■ **Work request**
In the notebook excerpt below, what will the row_min and row_max lists be used to create?
BEGIN Text excerpt
Before creating the list, we need to check the pixel starts from 0 or 1.

In [None]:
# Use the original annotations to see if the pixels starts from 1 to 366080 or from 0 to 366079.
alist = df_train.annotation[:]

for i in alist:
    if '366080' in i:
        print('It Exist!')
print('Done')

In [None]:
# Use two empty lists to store the first values of each row and the last values of each row.
# These two lists will be used to create the annotation for the flip images.
row_min = []
row_max = []
height = 1
while height != 521:
    row_min.append(704*(height-1)+1)
    row_max.append(704*height)
    height += 1
    
# Print the last few values in each list
print(row_min[:5])
print(row_max[515:])

In [None]:
# Use two empty lists to store the first values of each column and the last values of each column.
END Text excerpt
BEGIN Extracted data
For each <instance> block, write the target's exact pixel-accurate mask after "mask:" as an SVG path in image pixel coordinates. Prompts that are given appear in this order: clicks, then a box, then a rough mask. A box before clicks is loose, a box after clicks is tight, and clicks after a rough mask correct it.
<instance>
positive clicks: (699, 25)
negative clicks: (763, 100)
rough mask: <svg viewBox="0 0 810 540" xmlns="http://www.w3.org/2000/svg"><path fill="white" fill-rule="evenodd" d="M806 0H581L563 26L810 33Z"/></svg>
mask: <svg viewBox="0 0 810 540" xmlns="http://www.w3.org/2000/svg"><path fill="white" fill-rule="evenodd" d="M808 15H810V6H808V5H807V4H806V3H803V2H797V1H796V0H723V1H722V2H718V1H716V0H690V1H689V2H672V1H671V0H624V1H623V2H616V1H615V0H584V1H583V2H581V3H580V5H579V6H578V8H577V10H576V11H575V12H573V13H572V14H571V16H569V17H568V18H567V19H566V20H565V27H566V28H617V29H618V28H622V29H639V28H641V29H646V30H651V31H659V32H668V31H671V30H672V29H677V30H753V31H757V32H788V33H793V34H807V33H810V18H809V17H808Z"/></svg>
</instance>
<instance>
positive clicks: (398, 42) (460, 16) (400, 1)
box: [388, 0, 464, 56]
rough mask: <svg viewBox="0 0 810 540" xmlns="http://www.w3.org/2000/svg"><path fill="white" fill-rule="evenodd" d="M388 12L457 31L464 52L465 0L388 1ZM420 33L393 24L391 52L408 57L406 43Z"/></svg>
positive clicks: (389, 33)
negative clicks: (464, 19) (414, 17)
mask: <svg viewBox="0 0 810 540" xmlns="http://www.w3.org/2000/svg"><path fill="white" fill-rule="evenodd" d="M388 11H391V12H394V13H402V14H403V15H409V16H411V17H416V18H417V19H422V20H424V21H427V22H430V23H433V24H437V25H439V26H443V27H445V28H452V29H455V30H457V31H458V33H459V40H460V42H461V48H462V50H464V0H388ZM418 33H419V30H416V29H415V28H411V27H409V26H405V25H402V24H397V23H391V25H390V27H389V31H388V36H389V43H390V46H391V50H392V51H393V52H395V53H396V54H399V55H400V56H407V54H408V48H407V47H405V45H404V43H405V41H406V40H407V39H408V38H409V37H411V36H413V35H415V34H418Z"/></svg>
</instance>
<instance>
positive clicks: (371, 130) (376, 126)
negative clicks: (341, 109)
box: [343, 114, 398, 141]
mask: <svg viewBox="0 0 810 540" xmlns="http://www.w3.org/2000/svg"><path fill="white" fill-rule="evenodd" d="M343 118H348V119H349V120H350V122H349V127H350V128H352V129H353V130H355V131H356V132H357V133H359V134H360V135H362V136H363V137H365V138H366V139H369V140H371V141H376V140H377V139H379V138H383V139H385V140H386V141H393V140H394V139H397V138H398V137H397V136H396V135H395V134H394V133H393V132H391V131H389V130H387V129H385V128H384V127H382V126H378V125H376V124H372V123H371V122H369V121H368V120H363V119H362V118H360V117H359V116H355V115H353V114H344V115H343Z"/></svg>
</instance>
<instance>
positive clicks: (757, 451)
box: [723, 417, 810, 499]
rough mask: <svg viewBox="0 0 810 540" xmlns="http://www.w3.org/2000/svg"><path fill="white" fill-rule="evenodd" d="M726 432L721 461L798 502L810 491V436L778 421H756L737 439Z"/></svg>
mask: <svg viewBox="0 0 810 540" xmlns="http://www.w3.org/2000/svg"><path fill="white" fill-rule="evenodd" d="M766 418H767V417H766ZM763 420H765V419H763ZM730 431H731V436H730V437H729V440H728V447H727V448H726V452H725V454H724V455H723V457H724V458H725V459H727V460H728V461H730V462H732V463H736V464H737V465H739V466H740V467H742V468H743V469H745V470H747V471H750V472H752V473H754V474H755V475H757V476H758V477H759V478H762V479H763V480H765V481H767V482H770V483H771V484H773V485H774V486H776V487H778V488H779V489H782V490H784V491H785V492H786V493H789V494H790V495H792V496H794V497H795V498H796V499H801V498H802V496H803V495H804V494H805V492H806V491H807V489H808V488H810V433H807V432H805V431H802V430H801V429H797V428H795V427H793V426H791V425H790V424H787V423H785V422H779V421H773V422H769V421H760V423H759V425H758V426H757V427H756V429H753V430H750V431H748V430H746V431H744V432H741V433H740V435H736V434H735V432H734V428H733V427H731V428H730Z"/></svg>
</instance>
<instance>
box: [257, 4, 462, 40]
END Extracted data
BEGIN Extracted data
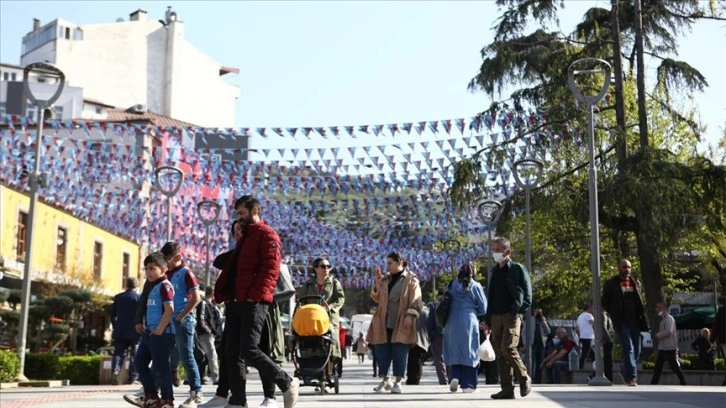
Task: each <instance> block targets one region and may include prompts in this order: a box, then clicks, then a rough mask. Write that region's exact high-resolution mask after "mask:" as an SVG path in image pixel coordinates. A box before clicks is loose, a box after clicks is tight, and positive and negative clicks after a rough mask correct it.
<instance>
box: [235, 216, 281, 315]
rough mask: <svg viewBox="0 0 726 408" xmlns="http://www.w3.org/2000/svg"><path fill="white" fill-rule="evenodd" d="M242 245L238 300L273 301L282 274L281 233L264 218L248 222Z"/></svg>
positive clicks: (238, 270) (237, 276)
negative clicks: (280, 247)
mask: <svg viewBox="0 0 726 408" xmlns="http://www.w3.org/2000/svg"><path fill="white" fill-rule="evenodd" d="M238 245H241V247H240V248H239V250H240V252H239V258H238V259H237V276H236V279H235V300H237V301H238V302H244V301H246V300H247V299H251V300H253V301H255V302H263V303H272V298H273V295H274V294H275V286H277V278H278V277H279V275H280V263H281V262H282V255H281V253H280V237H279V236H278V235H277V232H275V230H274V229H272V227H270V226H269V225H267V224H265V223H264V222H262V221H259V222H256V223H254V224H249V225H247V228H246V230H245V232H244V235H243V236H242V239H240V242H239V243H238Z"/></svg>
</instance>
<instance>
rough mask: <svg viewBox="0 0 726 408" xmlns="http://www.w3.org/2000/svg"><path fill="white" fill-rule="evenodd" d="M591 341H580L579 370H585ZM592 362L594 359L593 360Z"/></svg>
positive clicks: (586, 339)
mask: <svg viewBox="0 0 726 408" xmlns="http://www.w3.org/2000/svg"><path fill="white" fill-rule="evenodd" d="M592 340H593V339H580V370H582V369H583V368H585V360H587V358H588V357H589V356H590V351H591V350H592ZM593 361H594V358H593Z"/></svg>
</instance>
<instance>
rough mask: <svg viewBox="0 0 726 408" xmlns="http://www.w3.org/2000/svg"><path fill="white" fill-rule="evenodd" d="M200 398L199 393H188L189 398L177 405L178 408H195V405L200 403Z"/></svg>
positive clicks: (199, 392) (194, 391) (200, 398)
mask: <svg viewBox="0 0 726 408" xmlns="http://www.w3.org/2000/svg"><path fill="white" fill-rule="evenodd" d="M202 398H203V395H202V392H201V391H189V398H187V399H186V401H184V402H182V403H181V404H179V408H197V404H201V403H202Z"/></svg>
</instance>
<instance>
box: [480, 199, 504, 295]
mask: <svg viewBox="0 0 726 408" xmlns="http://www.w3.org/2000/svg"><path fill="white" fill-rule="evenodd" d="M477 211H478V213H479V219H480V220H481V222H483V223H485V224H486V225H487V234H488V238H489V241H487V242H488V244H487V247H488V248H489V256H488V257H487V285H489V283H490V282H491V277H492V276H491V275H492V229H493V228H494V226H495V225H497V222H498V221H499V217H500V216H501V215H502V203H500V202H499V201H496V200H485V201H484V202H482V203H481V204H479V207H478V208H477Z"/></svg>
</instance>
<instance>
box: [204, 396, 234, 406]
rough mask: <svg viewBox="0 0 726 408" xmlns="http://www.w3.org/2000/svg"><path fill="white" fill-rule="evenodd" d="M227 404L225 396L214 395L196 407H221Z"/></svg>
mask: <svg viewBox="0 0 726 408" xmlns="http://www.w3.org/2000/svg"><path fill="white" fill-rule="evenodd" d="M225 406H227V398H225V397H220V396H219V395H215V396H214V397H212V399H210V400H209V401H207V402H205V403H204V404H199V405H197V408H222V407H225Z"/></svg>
END Extracted data
■ **Exercise answer**
The annotation for the flip images.